### Task instructions
Reproduce exactly the line with "One keypoint belongs on each instance. Annotate the deck" and the lines after it. Stop at the last line of the data and include nothing else.
■ ■ ■
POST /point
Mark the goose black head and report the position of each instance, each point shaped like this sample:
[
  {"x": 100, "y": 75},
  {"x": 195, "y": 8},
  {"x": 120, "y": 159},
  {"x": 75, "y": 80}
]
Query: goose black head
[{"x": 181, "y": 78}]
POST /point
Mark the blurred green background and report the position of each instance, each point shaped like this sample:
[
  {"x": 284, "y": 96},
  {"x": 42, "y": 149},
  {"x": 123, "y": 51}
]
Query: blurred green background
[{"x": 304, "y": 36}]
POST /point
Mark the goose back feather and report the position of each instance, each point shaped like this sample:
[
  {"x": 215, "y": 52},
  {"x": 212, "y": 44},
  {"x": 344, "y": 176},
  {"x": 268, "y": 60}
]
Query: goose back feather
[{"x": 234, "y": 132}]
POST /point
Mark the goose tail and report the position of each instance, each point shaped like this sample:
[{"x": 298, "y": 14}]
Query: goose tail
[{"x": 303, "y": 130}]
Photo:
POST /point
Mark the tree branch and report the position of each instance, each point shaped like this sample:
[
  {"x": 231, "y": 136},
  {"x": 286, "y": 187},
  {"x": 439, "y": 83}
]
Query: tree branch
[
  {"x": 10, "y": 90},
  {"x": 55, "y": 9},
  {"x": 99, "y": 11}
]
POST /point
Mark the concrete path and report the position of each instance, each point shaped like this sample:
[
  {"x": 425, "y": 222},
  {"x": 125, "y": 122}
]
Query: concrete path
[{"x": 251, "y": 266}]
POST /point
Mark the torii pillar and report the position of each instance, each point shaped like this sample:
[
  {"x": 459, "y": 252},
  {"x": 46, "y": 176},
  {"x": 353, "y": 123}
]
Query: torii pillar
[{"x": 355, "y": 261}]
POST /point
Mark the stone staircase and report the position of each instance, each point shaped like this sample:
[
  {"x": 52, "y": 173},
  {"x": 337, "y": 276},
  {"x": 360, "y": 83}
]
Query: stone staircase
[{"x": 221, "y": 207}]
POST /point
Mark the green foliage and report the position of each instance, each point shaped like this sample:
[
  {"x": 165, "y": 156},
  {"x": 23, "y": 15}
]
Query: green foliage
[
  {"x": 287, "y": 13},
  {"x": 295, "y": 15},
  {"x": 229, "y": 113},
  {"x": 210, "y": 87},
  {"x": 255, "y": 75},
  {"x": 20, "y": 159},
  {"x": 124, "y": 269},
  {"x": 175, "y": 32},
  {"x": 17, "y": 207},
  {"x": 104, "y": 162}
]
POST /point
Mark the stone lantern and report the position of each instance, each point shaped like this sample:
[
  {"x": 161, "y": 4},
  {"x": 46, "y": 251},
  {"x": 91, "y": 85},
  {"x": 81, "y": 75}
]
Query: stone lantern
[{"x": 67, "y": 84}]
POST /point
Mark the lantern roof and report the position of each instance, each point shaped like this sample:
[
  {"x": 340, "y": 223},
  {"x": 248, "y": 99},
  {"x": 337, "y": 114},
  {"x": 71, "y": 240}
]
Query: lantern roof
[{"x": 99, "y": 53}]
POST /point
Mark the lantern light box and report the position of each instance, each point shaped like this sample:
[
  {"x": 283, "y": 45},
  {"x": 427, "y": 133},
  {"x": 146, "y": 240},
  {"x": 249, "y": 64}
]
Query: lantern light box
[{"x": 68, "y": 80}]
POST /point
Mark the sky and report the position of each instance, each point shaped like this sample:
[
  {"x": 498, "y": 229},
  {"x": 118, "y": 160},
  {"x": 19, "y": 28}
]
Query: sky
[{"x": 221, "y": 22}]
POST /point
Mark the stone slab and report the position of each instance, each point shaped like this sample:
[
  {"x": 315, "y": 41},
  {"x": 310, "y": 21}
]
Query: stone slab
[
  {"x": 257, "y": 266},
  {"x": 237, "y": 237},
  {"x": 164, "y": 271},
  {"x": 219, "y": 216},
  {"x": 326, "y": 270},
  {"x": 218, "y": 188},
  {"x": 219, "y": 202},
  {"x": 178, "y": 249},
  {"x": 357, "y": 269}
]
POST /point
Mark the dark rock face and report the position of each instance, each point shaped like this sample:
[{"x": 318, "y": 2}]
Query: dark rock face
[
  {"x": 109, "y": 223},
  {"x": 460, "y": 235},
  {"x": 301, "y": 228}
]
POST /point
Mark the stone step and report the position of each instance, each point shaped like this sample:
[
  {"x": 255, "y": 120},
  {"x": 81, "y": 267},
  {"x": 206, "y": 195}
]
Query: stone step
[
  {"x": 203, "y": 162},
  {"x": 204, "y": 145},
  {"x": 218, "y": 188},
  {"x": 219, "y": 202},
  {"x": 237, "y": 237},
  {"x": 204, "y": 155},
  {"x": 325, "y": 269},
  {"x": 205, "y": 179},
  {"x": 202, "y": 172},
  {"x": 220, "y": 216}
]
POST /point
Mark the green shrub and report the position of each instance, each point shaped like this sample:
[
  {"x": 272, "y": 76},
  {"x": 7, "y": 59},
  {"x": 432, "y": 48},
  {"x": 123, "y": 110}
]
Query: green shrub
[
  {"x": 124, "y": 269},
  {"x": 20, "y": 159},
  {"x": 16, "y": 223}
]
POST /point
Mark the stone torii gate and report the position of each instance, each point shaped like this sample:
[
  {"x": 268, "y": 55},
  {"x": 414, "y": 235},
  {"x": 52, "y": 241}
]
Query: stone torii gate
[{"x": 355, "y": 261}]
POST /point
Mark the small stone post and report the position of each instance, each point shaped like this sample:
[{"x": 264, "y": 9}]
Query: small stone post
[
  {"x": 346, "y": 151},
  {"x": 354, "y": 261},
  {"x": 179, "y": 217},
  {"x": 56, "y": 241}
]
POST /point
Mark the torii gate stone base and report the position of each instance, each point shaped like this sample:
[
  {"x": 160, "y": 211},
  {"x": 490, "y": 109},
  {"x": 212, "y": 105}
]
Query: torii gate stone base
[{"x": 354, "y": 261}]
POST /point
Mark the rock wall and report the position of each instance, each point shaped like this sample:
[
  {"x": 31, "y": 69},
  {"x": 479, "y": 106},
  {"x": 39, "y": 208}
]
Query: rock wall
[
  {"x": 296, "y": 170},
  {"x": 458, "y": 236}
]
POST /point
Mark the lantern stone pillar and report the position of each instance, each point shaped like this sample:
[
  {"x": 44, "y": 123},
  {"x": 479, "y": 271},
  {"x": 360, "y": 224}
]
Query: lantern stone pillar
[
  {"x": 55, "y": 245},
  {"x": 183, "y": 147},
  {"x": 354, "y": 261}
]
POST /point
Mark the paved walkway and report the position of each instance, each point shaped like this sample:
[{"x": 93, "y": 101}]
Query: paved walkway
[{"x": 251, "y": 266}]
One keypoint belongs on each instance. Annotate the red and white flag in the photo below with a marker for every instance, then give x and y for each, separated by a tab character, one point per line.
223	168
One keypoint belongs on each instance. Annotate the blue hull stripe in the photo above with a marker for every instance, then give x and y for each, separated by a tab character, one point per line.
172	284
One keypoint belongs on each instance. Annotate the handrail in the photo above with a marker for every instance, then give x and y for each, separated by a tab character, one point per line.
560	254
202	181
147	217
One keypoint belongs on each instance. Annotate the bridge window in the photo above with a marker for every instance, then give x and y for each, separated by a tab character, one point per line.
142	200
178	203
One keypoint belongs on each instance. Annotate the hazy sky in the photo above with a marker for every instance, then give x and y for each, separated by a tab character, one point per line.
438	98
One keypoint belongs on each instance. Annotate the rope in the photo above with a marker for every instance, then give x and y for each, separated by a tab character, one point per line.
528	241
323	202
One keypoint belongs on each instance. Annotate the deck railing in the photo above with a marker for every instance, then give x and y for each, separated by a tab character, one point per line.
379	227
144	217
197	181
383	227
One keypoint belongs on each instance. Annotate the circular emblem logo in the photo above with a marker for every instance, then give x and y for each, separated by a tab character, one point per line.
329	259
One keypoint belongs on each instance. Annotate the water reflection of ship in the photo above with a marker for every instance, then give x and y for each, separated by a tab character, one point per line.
■ ■ ■
### Finished exercise
One keypoint belongs on each instance. Annotate the deck railing in the photo above with a marker for every instance, then give x and y for each, separated by a tab character, one point per line.
379	227
144	217
197	181
383	227
One keypoint belongs on each instance. Annotate the circular emblem logo in the photo above with a marker for every instance, then give x and y for each, separated by a tab character, one point per line.
329	259
One keypoint belongs on each instance. Annotate the water reflection of ship in the photo above with a marker for every instance, then give x and y for each, separated by a tab character, one point per line.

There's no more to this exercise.